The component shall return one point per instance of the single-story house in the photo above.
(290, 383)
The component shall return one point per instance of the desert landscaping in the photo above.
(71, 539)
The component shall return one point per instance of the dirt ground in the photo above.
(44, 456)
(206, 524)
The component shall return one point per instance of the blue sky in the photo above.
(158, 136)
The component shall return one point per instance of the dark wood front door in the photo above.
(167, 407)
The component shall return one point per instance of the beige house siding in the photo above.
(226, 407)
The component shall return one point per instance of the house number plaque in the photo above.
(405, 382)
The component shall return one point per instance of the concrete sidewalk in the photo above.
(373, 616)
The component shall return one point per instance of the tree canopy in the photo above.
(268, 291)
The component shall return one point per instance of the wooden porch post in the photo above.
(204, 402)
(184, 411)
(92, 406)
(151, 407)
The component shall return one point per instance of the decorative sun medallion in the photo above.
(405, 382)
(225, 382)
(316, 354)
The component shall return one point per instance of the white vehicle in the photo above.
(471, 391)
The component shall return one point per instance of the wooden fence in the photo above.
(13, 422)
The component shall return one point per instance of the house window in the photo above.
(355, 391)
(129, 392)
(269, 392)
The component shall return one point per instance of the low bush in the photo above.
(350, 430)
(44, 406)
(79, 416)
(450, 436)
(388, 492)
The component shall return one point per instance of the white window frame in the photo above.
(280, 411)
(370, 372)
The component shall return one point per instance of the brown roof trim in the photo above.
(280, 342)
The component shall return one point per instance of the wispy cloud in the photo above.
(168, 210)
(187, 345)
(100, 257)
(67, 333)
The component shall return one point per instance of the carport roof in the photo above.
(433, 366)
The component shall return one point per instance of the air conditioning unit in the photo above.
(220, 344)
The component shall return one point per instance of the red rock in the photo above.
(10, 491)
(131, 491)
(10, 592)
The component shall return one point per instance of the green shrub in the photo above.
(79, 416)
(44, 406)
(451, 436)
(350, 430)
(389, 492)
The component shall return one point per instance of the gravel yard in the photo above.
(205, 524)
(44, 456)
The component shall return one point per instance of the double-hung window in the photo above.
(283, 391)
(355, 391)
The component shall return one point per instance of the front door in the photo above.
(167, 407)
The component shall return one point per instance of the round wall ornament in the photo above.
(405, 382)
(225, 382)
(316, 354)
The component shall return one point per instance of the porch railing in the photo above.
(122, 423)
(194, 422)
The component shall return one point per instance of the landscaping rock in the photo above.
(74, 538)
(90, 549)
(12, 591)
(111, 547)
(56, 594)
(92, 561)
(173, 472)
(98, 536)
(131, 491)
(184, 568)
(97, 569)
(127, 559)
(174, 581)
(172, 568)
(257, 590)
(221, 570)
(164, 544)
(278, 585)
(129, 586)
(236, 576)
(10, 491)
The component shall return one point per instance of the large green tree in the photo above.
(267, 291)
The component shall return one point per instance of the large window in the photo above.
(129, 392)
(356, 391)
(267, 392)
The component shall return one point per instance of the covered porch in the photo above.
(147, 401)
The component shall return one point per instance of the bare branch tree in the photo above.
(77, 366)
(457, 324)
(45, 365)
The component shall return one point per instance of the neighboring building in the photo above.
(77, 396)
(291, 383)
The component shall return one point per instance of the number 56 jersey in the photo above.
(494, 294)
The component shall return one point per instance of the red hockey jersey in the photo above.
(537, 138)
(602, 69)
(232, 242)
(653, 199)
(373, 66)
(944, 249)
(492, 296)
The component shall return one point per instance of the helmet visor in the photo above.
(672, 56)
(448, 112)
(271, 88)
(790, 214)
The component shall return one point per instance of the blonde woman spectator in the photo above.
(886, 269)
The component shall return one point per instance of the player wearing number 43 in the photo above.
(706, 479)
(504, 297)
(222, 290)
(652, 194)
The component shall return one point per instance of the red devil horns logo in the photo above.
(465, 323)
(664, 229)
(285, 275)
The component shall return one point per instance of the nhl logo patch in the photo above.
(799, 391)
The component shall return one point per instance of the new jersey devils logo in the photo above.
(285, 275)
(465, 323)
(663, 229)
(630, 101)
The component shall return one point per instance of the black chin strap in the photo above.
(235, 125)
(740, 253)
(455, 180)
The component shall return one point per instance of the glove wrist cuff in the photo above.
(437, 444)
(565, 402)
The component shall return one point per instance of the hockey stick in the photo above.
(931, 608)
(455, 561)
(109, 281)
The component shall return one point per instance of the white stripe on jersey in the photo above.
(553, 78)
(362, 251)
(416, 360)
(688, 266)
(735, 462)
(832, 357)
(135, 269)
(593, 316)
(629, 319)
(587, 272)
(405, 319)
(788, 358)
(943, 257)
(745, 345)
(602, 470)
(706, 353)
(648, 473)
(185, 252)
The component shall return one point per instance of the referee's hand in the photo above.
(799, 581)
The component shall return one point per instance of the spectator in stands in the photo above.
==========
Activity: Repeat the data exactly. Leave nothing out.

Answer for the task:
The component shall return one point per instance of the single-story house in the photo above.
(290, 383)
The component shall return one point per instance of the desert landscaping in the photo above.
(71, 539)
The component shall return one point per instance of the dirt ground in the photo above.
(44, 456)
(206, 524)
The component shall return one point per instance of the blue sky in the photo above.
(158, 136)
The component shall return one point per instance of the dark wood front door in the photo above.
(167, 407)
The component shall return one point per instance of the beige house siding in the photo above.
(226, 407)
The component shall return one point per instance of the house number plaque in the photo above.
(405, 382)
The component shall return one point per instance of the concrete sidewalk in the photo above.
(373, 616)
The component shall return one point per instance of the tree canopy in the photo above.
(268, 291)
The component shall return one point per instance of the wooden porch post in the photo above.
(204, 402)
(184, 411)
(92, 406)
(151, 407)
The component shall return one point per instance of the decorative sun medallion in the photo above.
(405, 382)
(225, 382)
(316, 354)
The component shall return one point per instance of the white vehicle in the photo above.
(471, 391)
The component shall return one point per instance of the wooden fence in the photo above.
(13, 422)
The component shall return one point per instance of the house window in the photo above.
(355, 391)
(129, 392)
(269, 392)
The component shall return one point per instance of the low bush in the photo above.
(350, 430)
(44, 406)
(79, 416)
(450, 436)
(388, 492)
The component shall return one point per instance of the white window frame in the photo above.
(280, 411)
(370, 372)
The component shall return one point per instance of the brown roof trim in the photo above.
(280, 342)
The component shall return one point per instance of the wispy cloud in the photo above.
(168, 210)
(187, 345)
(100, 257)
(67, 333)
The component shall return one point per instance of the carport roof in the photo above.
(433, 366)
The component shall return one point per instance of the air conditioning unit in the photo above.
(220, 344)
The component shall return one point per instance of the red rock in the photo above.
(10, 491)
(131, 491)
(10, 592)
The component shall return one point per instance of the green shrub in the photo above.
(79, 416)
(44, 406)
(451, 436)
(350, 430)
(389, 492)
The component shall return one point per instance of the gravel yard in the photo above.
(205, 524)
(44, 456)
The component shall return one point per instance of the double-hung window in the photo above.
(283, 391)
(355, 391)
The component shall return one point per instance of the front door in the photo above.
(167, 407)
The component shall return one point per instance of the round wall ornament in the photo above.
(405, 382)
(225, 382)
(316, 354)
The component shall return one point per instance of the porch railing in the photo above.
(122, 423)
(194, 422)
The component shall return one point per instance of the landscaping rock in the photo above.
(74, 538)
(90, 549)
(12, 591)
(111, 547)
(56, 594)
(92, 561)
(173, 472)
(98, 536)
(131, 491)
(184, 568)
(97, 569)
(127, 559)
(174, 581)
(172, 568)
(257, 590)
(221, 570)
(164, 544)
(278, 585)
(129, 586)
(236, 576)
(10, 491)
The component shall return one point per instance of the large green tree in the photo above.
(267, 291)
The component shall return one point per instance of the large window in the photo above.
(129, 392)
(356, 391)
(267, 392)
The component shall return one point per instance of the covered porch in the photo above.
(147, 401)
The component shall return one point per instance of the bare branch tree in the photo above.
(77, 366)
(457, 324)
(45, 365)
The component shall return one point per instance of the neighboring building in the photo above.
(77, 396)
(291, 383)
The component shall return one point per instance of the number 56 jersey in the photo above.
(494, 294)
The component shall return one point per instance of the red hockey jersey in the photo above.
(537, 138)
(602, 69)
(232, 242)
(653, 199)
(373, 66)
(944, 249)
(492, 296)
The component shall return one point per instance of the helmet visor in the photo above.
(672, 56)
(448, 112)
(271, 88)
(790, 214)
The component shall return one point per instance of the blonde woman spectator in the photo above.
(886, 269)
The component shall return one point per instance of the player wearing number 43 in the photo above.
(706, 479)
(504, 297)
(222, 290)
(652, 194)
The component shall return one point per instance of the red devil horns logo in the photo above.
(465, 323)
(664, 229)
(285, 275)
The component shall return one point per instance of the nhl logo patch in the photo above.
(799, 391)
The component shall return one point per instance of the new jersey devils logo in the photo above.
(285, 275)
(465, 323)
(663, 229)
(630, 101)
The component shall return one point per instance of the black chin strap in the photo above.
(235, 125)
(740, 253)
(455, 180)
The component shall return one point per instance of the glove wrist cuff in the photo above.
(437, 444)
(565, 402)
The component shall return one point per instance of the hockey stick in the photo above.
(931, 608)
(455, 561)
(109, 281)
The component shall return one point per instance of the white stripe on jersey in the photo above.
(553, 78)
(362, 251)
(416, 360)
(688, 266)
(735, 462)
(832, 357)
(135, 269)
(593, 316)
(629, 319)
(587, 272)
(405, 319)
(788, 358)
(943, 257)
(745, 345)
(602, 470)
(706, 353)
(648, 473)
(185, 252)
The component shall return one point per instance of the referee's hand in the photo above.
(799, 581)
The component shall return one point per instance of the spectator in stands in the photo above.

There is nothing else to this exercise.